"""

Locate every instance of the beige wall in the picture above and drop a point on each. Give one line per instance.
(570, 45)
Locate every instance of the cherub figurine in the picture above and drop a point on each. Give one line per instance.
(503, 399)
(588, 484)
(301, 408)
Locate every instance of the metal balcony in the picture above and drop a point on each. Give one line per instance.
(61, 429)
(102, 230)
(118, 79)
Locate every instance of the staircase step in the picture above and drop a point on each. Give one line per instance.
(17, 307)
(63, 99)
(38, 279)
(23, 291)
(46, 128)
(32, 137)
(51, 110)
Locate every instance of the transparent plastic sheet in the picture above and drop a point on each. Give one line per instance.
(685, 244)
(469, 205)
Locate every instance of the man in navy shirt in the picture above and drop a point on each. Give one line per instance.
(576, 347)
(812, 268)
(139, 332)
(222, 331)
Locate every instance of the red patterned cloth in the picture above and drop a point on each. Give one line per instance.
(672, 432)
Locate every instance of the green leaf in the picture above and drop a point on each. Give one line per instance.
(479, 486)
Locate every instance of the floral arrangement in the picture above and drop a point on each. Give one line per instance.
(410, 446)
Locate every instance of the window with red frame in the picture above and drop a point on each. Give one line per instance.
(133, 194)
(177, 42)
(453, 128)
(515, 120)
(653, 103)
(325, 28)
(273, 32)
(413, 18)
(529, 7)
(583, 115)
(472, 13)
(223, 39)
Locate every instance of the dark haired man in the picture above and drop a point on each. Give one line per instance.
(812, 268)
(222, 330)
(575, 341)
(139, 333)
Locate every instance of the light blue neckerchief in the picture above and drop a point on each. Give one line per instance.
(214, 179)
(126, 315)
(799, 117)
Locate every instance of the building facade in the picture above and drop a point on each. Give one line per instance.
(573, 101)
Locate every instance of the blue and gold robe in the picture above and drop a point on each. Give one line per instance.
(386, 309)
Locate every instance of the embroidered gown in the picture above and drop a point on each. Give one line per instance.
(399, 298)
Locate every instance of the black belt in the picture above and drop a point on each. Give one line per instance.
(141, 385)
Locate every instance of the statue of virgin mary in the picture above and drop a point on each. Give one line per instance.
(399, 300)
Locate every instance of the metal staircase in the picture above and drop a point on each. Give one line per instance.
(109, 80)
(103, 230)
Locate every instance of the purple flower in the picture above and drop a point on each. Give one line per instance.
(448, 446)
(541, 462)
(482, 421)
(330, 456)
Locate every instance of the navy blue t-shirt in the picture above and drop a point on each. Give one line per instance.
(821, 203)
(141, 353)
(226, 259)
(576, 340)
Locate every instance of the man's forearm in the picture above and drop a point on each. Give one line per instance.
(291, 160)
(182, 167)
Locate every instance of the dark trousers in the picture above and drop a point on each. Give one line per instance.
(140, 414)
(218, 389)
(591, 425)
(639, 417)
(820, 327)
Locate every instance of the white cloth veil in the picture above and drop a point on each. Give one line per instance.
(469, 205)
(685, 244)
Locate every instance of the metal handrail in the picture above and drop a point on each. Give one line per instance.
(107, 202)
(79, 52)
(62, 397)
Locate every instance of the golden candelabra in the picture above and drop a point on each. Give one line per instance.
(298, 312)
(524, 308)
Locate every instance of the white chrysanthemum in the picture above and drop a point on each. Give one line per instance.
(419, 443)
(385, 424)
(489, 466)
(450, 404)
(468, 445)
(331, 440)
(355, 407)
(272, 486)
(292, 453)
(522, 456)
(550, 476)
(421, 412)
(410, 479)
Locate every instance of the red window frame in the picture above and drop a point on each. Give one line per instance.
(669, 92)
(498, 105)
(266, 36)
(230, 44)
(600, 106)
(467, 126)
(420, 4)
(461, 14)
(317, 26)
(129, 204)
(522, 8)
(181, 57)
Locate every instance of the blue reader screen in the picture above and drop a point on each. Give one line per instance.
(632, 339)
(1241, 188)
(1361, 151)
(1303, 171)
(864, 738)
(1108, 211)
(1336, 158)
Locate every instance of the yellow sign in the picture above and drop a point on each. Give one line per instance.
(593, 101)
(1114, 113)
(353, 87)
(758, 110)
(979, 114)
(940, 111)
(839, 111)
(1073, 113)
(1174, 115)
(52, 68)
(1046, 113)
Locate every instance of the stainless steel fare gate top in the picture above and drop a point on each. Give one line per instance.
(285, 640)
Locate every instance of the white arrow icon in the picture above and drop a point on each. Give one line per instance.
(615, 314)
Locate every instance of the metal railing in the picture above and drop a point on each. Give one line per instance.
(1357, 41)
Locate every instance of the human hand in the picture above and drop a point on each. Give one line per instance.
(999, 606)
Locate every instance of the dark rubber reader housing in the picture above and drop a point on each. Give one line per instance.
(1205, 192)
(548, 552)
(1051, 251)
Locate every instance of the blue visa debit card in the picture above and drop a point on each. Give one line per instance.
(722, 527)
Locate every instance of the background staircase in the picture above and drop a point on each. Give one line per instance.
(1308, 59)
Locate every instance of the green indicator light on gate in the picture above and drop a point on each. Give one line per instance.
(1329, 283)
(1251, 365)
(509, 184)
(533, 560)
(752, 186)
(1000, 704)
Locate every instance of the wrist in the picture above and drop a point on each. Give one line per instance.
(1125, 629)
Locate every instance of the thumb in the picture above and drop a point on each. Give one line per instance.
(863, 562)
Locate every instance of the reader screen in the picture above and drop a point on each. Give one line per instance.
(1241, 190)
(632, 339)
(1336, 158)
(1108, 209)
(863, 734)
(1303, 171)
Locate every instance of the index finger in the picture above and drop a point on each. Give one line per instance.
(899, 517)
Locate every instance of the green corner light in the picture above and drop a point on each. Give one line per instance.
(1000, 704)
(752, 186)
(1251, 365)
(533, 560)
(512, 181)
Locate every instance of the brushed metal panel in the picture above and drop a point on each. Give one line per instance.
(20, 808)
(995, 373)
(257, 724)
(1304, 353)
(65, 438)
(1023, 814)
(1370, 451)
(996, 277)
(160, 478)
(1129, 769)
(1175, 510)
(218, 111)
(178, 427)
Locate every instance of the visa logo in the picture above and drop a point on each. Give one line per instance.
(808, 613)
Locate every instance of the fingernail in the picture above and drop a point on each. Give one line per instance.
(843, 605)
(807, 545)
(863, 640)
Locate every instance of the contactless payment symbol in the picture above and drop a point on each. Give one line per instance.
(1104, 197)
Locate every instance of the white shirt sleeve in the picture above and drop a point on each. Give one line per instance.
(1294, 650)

"""

Write out all of the data above again, word for word and line for line.

=== Solution to this task ===
Locate every instance of the beige wall in the picture above and drop a point on each. Give one line per instance.
(570, 45)
Locate every instance of the cherub figurine in the picture above and drop a point on each. Give one line per instance.
(503, 399)
(588, 484)
(301, 408)
Locate every instance of the metal balcony in the picture above and drop a point on each. Give one line per instance.
(61, 429)
(102, 230)
(118, 79)
Locate every instance of the staircase step in the picture above and drop a point on each. Give one line per instance.
(17, 307)
(63, 99)
(38, 279)
(23, 291)
(46, 128)
(32, 137)
(51, 110)
Locate every instance of the transparent plastic sheet in the picture above and drop a point on each. Give one line per instance.
(685, 244)
(469, 205)
Locate every instance of the man in navy shirt in the picture above and drop a point on each. Give one line per instance.
(576, 347)
(812, 268)
(139, 332)
(222, 331)
Locate every instance of the red patterned cloth in the picture above and drop a point on each. Give one line per instance.
(672, 432)
Locate every instance of the green leaf in the picture above and drop a point on each. Give one line per instance.
(479, 486)
Locate every instance of the floral arrangement in the picture above and drop a point on each. Give one line per instance.
(410, 446)
Locate every instance of the window with red frame in the picture above and drop a point on each. Give one line per instance.
(133, 194)
(177, 42)
(453, 128)
(515, 120)
(653, 103)
(325, 28)
(273, 32)
(413, 18)
(529, 7)
(583, 115)
(472, 13)
(223, 39)
Locate every instance of the dark haired man in the picture above and drop a point on each. Give one line per instance.
(812, 268)
(222, 330)
(575, 341)
(139, 333)
Locate every instance of the light blue neckerchief in the picture above and drop a point on each. Give one line per instance.
(214, 179)
(126, 315)
(799, 117)
Locate every instance of the building facade in the picture above and drop a point on each. Give one line per instance.
(573, 101)
Locate every instance of the blue and gold robe in the picture above and drop a point on each. Give one line per instance.
(386, 309)
Locate every instance of the embroidered gown in the picture above and drop a point on each. Give one line per instance.
(399, 298)
Locate every instance of the black belt in the picture above and drop a point on each. Give one line per instance.
(141, 385)
Locate every instance of the statue of virgin mary in the picture above and drop a point on each. Give one line per instance.
(399, 300)
Locate every instance of the metal staircase in the picture above and drop a point on each. Give one line per instance.
(109, 80)
(103, 230)
Locate every instance of the purple flower in the picture above and drop a point on each. Give one line per instance.
(448, 446)
(541, 462)
(482, 421)
(330, 456)
Locate every instance of the navy blue t-shirt in the picture above and drop a point on each. Give one line per instance.
(821, 203)
(141, 353)
(226, 259)
(576, 340)
Locate every instance of the man's forearm in the picture above and drop a point on each. Give one line per instance.
(291, 160)
(182, 167)
Locate every instance of the dark trousers in the picture above and drop a point on each. Give one line per instance.
(140, 414)
(218, 389)
(591, 425)
(639, 417)
(820, 327)
Locate every instance of the white cloth veil in the picture above and drop a point on each. Give one line per instance.
(469, 205)
(685, 244)
Locate every instance of the metal handrail in the picture above and drop a point on each. Give one line per instance.
(107, 202)
(79, 52)
(62, 397)
Locate every instance of the golden candelabra in the picture above and drop a point on each. Give one line per instance.
(298, 312)
(524, 308)
Locate every instance of the white chrysanthemum in the picture above and drop a point on each. Give one line per instance.
(419, 443)
(385, 424)
(489, 466)
(450, 404)
(468, 445)
(331, 440)
(355, 407)
(272, 486)
(292, 453)
(522, 456)
(550, 476)
(421, 412)
(410, 479)
Locate every instance of the red window frame in the picture above and drop a point on each. Give one line per instance.
(669, 92)
(498, 105)
(266, 36)
(230, 44)
(600, 106)
(467, 126)
(420, 4)
(461, 14)
(317, 26)
(129, 204)
(522, 8)
(181, 57)
Locate every instance of the blue reader screen in the picture above and drop a point on each. Give one line per instance.
(632, 339)
(1241, 188)
(1361, 151)
(1303, 171)
(864, 738)
(1108, 211)
(1336, 158)
Locate every instance of the yellow sign in the picture above and drop a point on each. Give one line per instance.
(593, 101)
(1114, 113)
(353, 87)
(758, 110)
(979, 114)
(940, 111)
(839, 111)
(1073, 113)
(1174, 115)
(52, 68)
(1046, 113)
Locate every instance of the stainless steel fare gate top in the picture above and drop a point on each. Give one line per instance.
(285, 640)
Locate every instance of the white arrow icon in the picture above and drop a point on each. Give one line per instance.
(615, 314)
Locate every instance of the metal railing in the picture above and drop a point on each. Give one line per instance.
(1357, 41)
Locate every instance of the human hand in the picture above and drop a point on each. Give one line per instance.
(999, 606)
Locate every instance of the dark rubber reader housing in the picture above and drop a point on each. Give one line per instance.
(1205, 192)
(548, 552)
(1051, 251)
Locate every instance of the blue visa debit card in the picture above and drop a point on each. Give one line per instance.
(722, 527)
Locate every instance of the background staircase in the picture above and drop a point on each. Give one line per instance.
(1308, 59)
Locate every instance of the green indicator light on gate in the picture above and drop a point on each. Give one line per instance.
(1329, 283)
(1251, 365)
(509, 184)
(533, 560)
(752, 186)
(1000, 704)
Locate every instance of the wrist in the picture above and drop a point on each. Give one line per instance.
(1125, 629)
Locate every instance of the thumb in the picture above and drop a point on each. Give one line per instance.
(863, 562)
Locate every instance of the reader screen in the picture above and drop a point on each. Give one line per instance.
(1241, 190)
(632, 339)
(1336, 158)
(1108, 209)
(863, 734)
(1303, 171)
Locate every instance of the index finger in the picture above and drop a point on each. Give one line per instance.
(899, 517)
Locate every instance of the green corner light in the picture above and drop a point on each. Give one line per instance.
(1000, 704)
(752, 186)
(1251, 365)
(533, 560)
(512, 181)
Locate every instance of the brushed metal panel in the picture above and drop a point on each. Give one line per instance.
(20, 808)
(995, 373)
(257, 724)
(1304, 353)
(65, 438)
(1023, 814)
(1370, 451)
(996, 277)
(160, 478)
(1129, 769)
(1175, 510)
(218, 111)
(178, 427)
Locate every instance of the visa logo in the picture above and drop a point on each. Give one line per instance.
(808, 613)
Locate every instance of the fingernail in the picture above and drop a point on each. Give one line per instance.
(843, 605)
(807, 545)
(863, 640)
Locate every instance of the contactless payment symbol in the picture above and drop a point on each. Give one line per instance.
(1104, 197)
Locate every instance of the white shirt sleeve in the picture above and drop a point on each. Give one line per instance.
(1294, 650)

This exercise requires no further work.